= REQUIRED TASKS =
(a) Answer these questions using the vegan vet column, one answer per line: (i) Which Order are dogs in? (ii) In which country are dogs often vegetarian, and why? (iii) According to the NRC, what do dogs require?
(b) Summarize the vegan vet column in two sentences.
(c) In the vegan vet column, rewrite the paragraph beginning "Great question! Protein is important." as a short bulleted list that keeps its main facts.

= EXCERPT TO READ =
=== Section Start ===
Here is the latest "Ask the Vegan Vet," featuring common questions from dog parents who are curious about a vegan diet for their pup. Dr. Lorelei Wakefield has the answers!
"I keep getting mixed messages all over the internet....Does my dog need meat?" -Colleen A.
No. Dogs are in the Order Carnivora, however physiologically (in body function) they are omnivores. That means they can thrive on a wide variety of foods. This is an evolutionary advantage that they developed as they ate scraps from our ancestors. Dogs can be healthy on a plant-based diet. For instance, dogs in India are often vegetarian because their caregivers are often vegetarian. This has been going on for centuries. Dogs do not require animal flesh to maintain health. They just need a nutritious, well-balanced diet such as V-Dog.
"Ok, but my vet told me that my dog needs protein from meat. Are you sure they'll be ok without it?"
Great question! Protein is important. I am pleased to report that dogs can absorb protein from plant-based sources. V-Dog has sufficient protein for dogs as recommended by AAFCO standards (American Association of Feed Control Officials). According to the NRC (National Research Council), dogs require specific nutrients such as protein, not specific feedstuffs such as meat. So, they can get their protein from meat-free sources and still satisfy their bodily needs for wellness.
=== Section End ===
= MATERIAL PROVIDED =
=== Section Start ===
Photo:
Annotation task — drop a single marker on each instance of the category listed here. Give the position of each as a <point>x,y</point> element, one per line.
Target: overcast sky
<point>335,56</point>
=== Section End ===
= RESPONSES IN ORDER =
(a)
(i) The Order Carnivora.
(ii) India, because their caregivers are often vegetarian.
(iii) Specific nutrients such as protein, not specific feedstuffs such as meat.

(b) Dr. Lorelei Wakefield answers that dogs do not need meat: they are in the Order Carnivora but are omnivores in body function, and they can be healthy on a well-balanced plant-based diet, as dogs in India often have been for centuries. She adds that dogs can absorb protein from plant-based sources and need specific nutrients such as protein rather than specific feedstuffs such as meat.

(c)
- Protein is important.
- Dogs can absorb protein from plant-based sources.
- V-Dog has sufficient protein for dogs as recommended by AAFCO (American Association of Feed Control Officials) standards.
- According to the NRC (National Research Council), dogs require specific nutrients such as protein, not specific feedstuffs such as meat.
- Dogs can get their protein from meat-free sources and still meet their bodily needs for wellness.